### [WHAT IS BEING ASKED]
Locate every line below that contains the word "nose" and copy each one out.

>> Begin EXERCISE INPUTS

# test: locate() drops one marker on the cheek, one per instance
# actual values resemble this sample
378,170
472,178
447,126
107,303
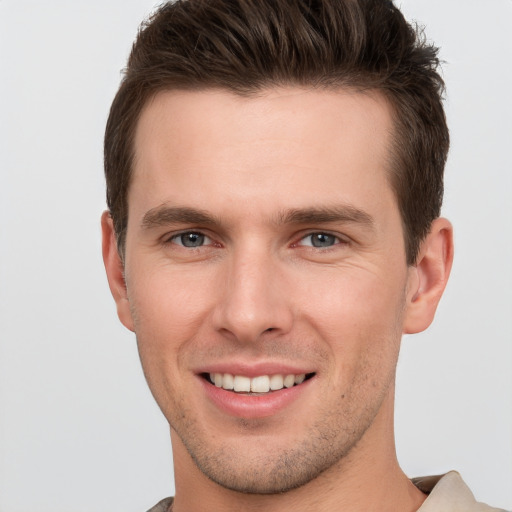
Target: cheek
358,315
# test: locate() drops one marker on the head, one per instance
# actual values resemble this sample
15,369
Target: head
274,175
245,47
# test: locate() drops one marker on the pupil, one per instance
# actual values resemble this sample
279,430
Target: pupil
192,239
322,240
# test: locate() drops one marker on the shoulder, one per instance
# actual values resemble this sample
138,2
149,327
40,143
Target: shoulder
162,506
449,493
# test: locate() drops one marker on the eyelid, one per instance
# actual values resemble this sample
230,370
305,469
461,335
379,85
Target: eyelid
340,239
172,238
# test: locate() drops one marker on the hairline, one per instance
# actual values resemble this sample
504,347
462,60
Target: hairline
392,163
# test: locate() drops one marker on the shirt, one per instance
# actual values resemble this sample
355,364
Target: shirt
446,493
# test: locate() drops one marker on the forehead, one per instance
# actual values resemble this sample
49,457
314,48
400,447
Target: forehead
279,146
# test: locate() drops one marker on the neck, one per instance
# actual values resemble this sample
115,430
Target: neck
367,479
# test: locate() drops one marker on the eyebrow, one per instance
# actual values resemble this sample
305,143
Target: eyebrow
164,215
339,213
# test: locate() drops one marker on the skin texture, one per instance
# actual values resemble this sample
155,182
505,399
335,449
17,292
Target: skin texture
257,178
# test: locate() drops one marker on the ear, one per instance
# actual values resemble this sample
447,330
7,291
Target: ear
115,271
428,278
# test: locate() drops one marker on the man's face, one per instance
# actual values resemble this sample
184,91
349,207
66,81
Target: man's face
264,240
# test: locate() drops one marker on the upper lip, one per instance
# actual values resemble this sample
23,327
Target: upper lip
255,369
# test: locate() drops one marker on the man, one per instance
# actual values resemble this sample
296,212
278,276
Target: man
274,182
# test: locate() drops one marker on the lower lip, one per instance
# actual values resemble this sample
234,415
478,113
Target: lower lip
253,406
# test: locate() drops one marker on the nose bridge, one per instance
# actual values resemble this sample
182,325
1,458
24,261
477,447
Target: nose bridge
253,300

>> End EXERCISE INPUTS
>> Begin EXERCISE INPUTS

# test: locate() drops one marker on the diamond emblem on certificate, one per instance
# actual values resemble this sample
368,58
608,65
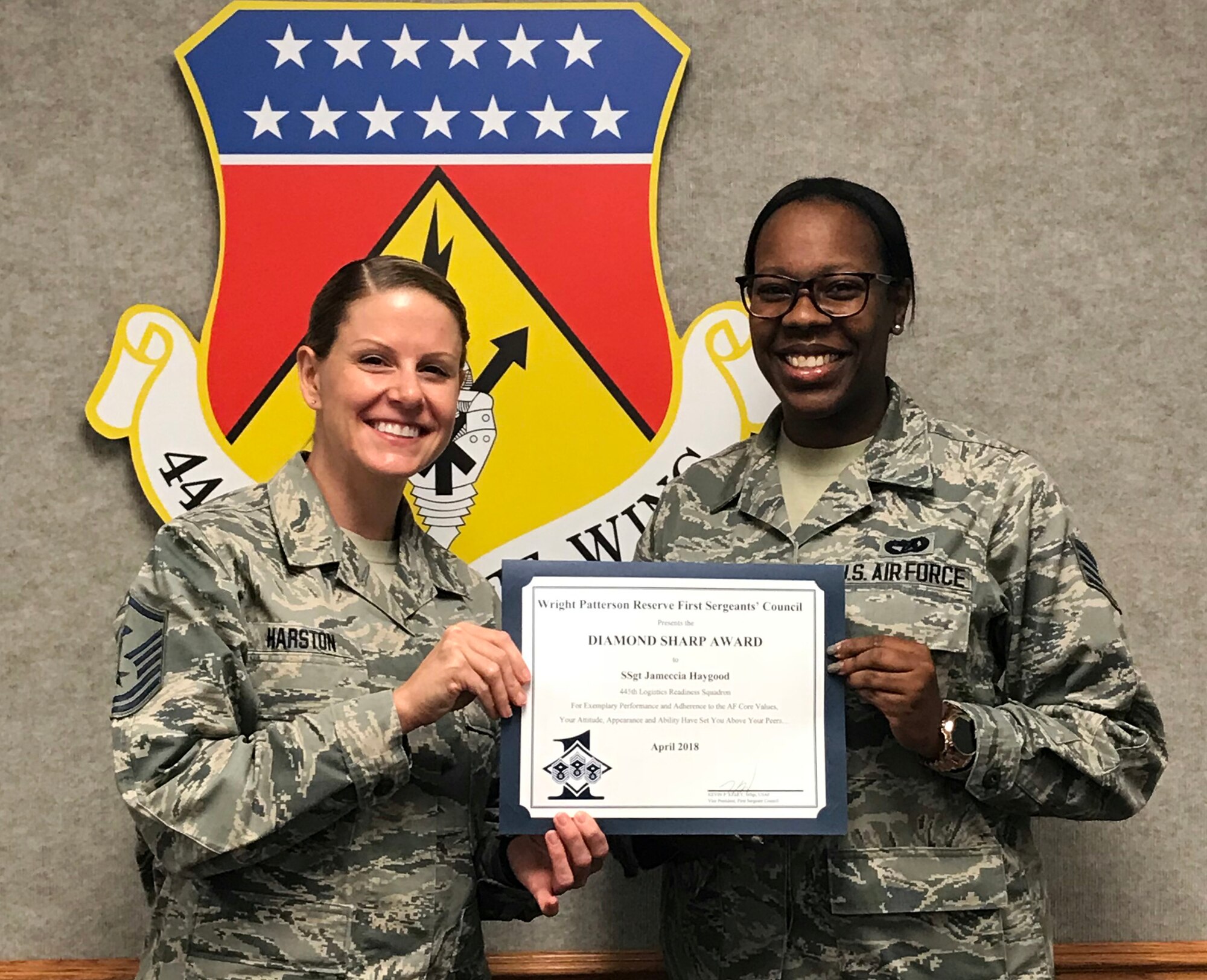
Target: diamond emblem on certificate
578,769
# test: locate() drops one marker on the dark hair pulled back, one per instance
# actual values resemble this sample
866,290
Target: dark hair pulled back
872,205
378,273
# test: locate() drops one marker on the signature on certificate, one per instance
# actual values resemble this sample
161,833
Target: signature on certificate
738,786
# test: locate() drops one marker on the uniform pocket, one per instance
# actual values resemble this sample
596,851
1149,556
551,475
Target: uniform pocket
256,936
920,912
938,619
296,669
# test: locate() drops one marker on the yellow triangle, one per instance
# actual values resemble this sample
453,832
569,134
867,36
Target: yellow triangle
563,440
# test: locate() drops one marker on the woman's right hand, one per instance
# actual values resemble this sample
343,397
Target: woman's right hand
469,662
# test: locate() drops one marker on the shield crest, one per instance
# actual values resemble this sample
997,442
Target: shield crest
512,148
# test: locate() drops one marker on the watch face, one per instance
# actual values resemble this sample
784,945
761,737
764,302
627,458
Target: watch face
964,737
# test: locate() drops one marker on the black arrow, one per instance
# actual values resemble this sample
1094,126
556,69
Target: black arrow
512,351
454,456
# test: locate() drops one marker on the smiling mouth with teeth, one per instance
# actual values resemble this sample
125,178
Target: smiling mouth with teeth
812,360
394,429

>> End EXERCISE INPUTS

### [PROBLEM SOLUTION]
# test: locate() drops one marker on the nose bridge, one per instance
Target: nose bridge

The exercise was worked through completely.